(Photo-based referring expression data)
____

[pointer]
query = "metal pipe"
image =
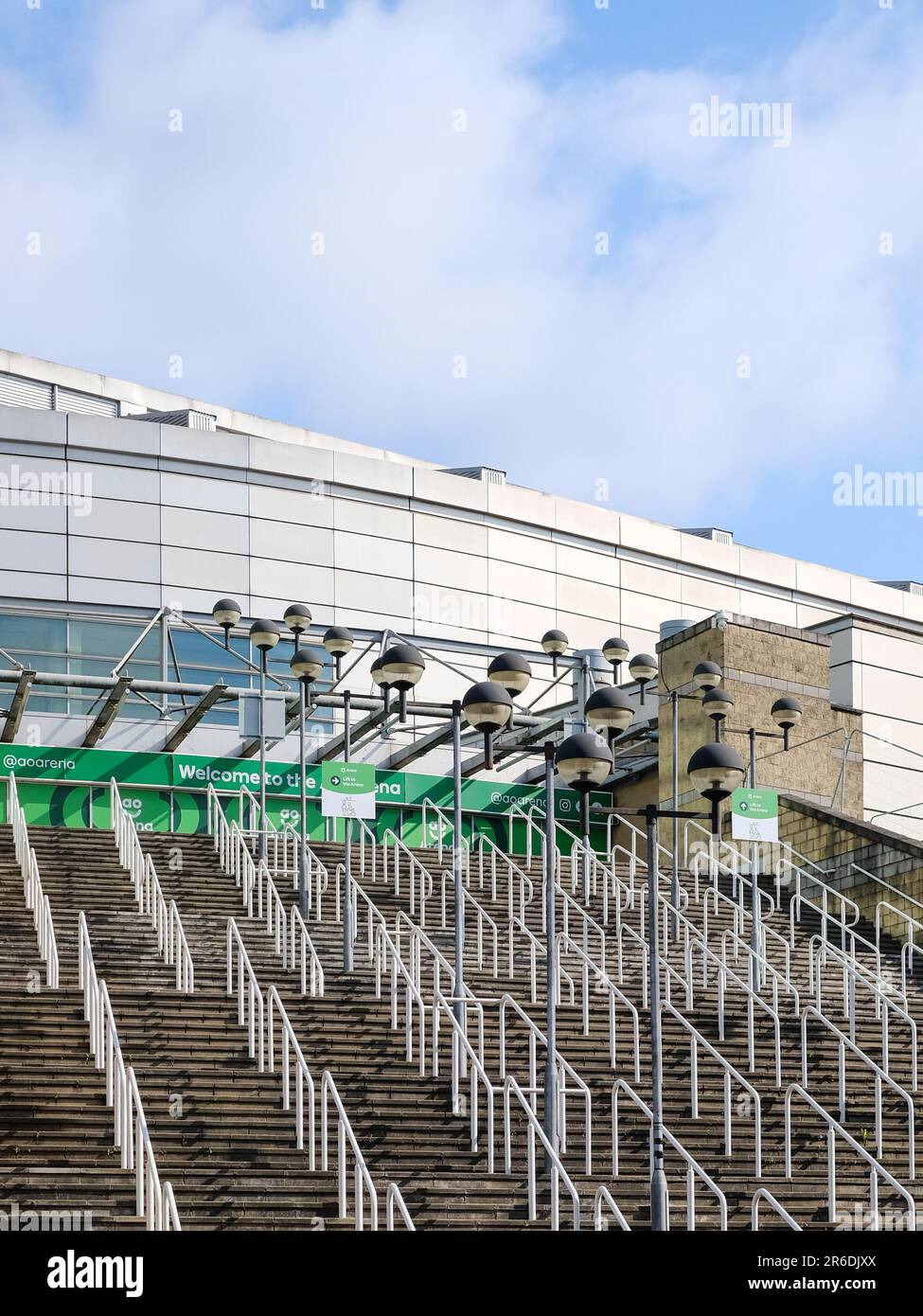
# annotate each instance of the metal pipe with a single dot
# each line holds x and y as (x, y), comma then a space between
(457, 863)
(303, 857)
(262, 755)
(659, 1190)
(347, 847)
(551, 974)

____

> _What you have to do_
A single number is the whole answer: how many lines in the data above hold the string "pipe".

> _Output_
2